A U.S. District Court judge denied a request by the National Hockey League Wednesday for all medical data from Boston University’s Chronic Traumatic Encephalopathy Center.
The NHL is currently the defendant in a class-action lawsuit by former NHL players who claim the league knew about the health risks the sport posed, and continued to promote a dangerous style of play, according to BU Associate General Counsel Lawrence Elswit.
Elswit provided legal defense for BU in the case, wherein the judge ultimately decided asking BU to produce these results would be too arduous a task.
“It’s incredibly burdensome on the CTE Center to produce all this information,” Elswit said. “It takes a lot of time. It would disrupt research. It risks violating the privacy of research subjects.”
Elswit said although BU is not involved in the lawsuit against the NHL, the research done by BU’s CTE Center would be useful in the case.
“The league wanted all of what we call the primary data: all of the research data that had been generated by the CTE Center’s study,” Elswit said.
To provide this information while maintaining patient privacy would have limited research time and put a significant burden on the CTE Center, Elswit said.
“BU’s CTE Center has analyzed more than 400 brains and spinal cords of former athletes, military personnel and other people,” Elswit said. “Six of them were NHL players. The league wanted all of the information from those other 394 people and it wanted all of the information, all of the rough drafts of published papers [and] emails.”
BU did release information about the six former hockey players the Center has studied.
“This is really a very significant victory for scientific research because it means that research can be conducted, and it’s going to go on without worrying that it’s going to become part of a lawsuit,” Elswit said.

» Task set
(1) Rewrite the portion of the article on the NHL's data request to BU starting with "To provide this" and going on through "Center has studied.", renaming "CTE Center" as "brain research center".
(2) Write the next part of the article on the court ruling against the NHL's data request to BU, picking up after its last sentence.

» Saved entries
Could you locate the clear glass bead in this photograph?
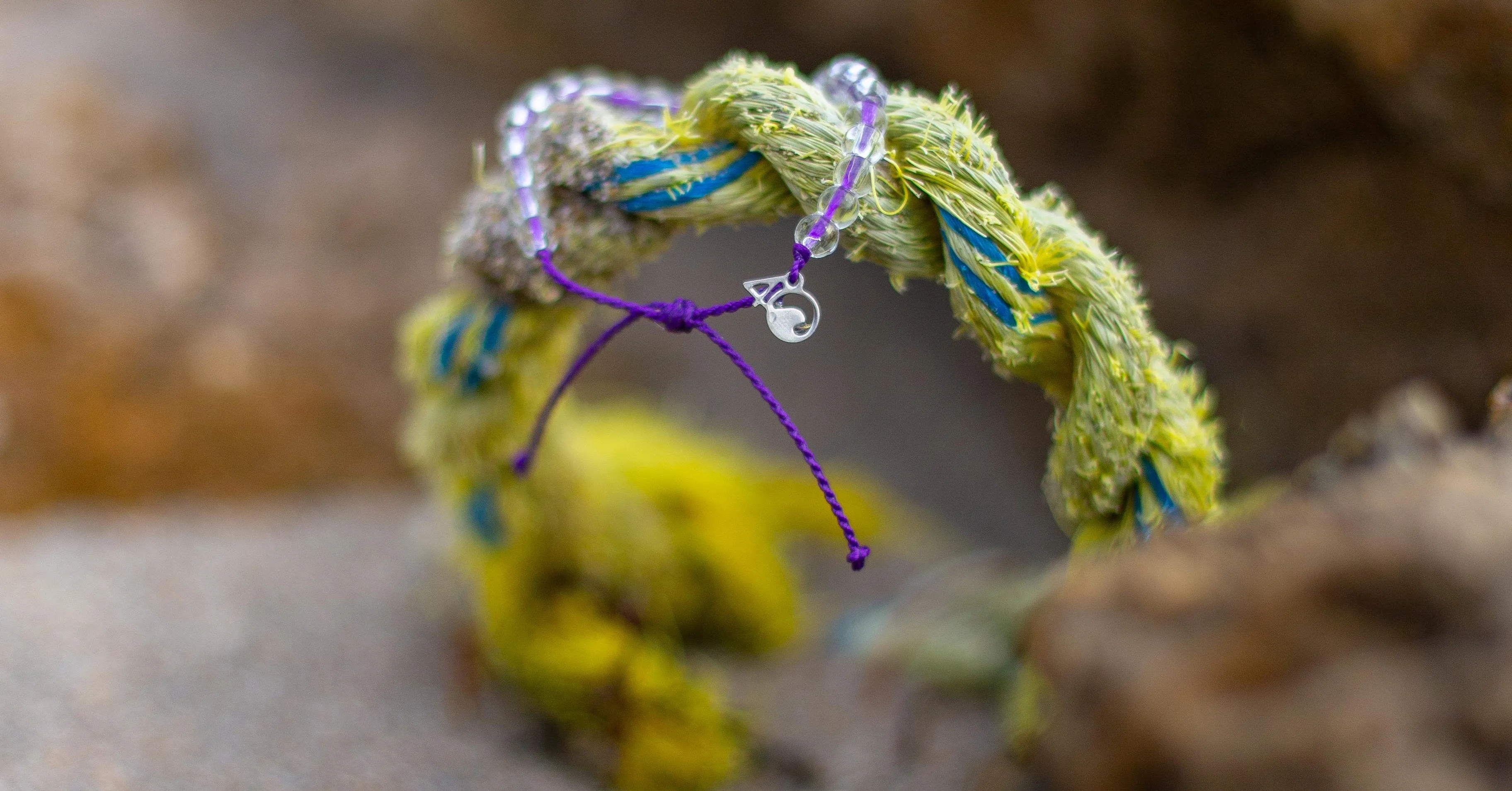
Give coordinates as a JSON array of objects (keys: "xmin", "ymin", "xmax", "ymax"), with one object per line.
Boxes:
[
  {"xmin": 509, "ymin": 156, "xmax": 535, "ymax": 189},
  {"xmin": 792, "ymin": 215, "xmax": 841, "ymax": 259},
  {"xmin": 851, "ymin": 73, "xmax": 887, "ymax": 104},
  {"xmin": 525, "ymin": 85, "xmax": 552, "ymax": 115},
  {"xmin": 505, "ymin": 104, "xmax": 531, "ymax": 128},
  {"xmin": 504, "ymin": 127, "xmax": 531, "ymax": 159},
  {"xmin": 814, "ymin": 186, "xmax": 860, "ymax": 228},
  {"xmin": 845, "ymin": 124, "xmax": 887, "ymax": 162},
  {"xmin": 835, "ymin": 154, "xmax": 871, "ymax": 195},
  {"xmin": 552, "ymin": 74, "xmax": 582, "ymax": 102},
  {"xmin": 641, "ymin": 85, "xmax": 677, "ymax": 112}
]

» Responses per task
(1)
To provide this information while maintaining patient privacy would have limited research time and put a significant burden on the brain research center, Elswit said.
“BU’s brain research center has analyzed more than 400 brains and spinal cords of former athletes, military personnel and other people,” Elswit said. “Six of them were NHL players. The league wanted all of the information from those other 394 people and it wanted all of the information, all of the rough drafts of published papers [and] emails.”
BU did release information about the six former hockey players the Center has studied.

(2)
BU School of Medicine spokesperson Maria Ober wrote in an email to The Daily Free Press that she commends the judge’s fairness in handling both the NHL and BU’s needs.
“The court concluded that the NHL’s subpoena was overbroad and excessive, and that compliance would impose an unreasonable burden on the CTE Center,” Ober wrote. “Implicit in the decision is the court’s recognition that invasive subpoenas like the one issued by the NHL can disrupt scientific research.”
The CTE Center did not release any other research or publications still in progress, Ober said.
“The court’s decision adopted the university’s position and does not require the production of additional information that is entirely irrelevant to the issues in the lawsuit,” Ober wrote.
NHL didn’t comment by press time.
Several students said they mostly support the judge’s decision.
Elisabeth Palczynski, a freshman in the College of Arts and Sciences, said the CTE Center had every right to keep this information private.
“What’s the NHL going to do with [the research] that BU’s not?” Palczynski said.
Palczynski said asking for these results is a waste of time and much less important than the actual research being done.
“Because the research isn’t over, then having [the information] released would impede the research,” Palczynski said. “You want the research to be over as quickly as possible, but you also want it to be thorough and having to go through and release that would mess it all up.”
Dong Hoon Kim, a sophomore in the Questrom School of Business, said he thinks confidentiality is key with this information.
“I think it’s fine if it’s confidential,” Kim said. “Medical information is private information, and as long as it’s anonymous … it’s OK to release it.”
Nicole Ricker, a sophomore in CAS, said the NHL had no case in requiring the CTE Center’s records.
“Medical records are sealed, so you shouldn’t have to release anything that would compromise the confidentiality of those records,” Ricker said. “If you just want it for legal reasons, that kind of negates the medical reasons for getting all that data.”
Ricker said the NHL was asking for too much of the CTE Center in their request.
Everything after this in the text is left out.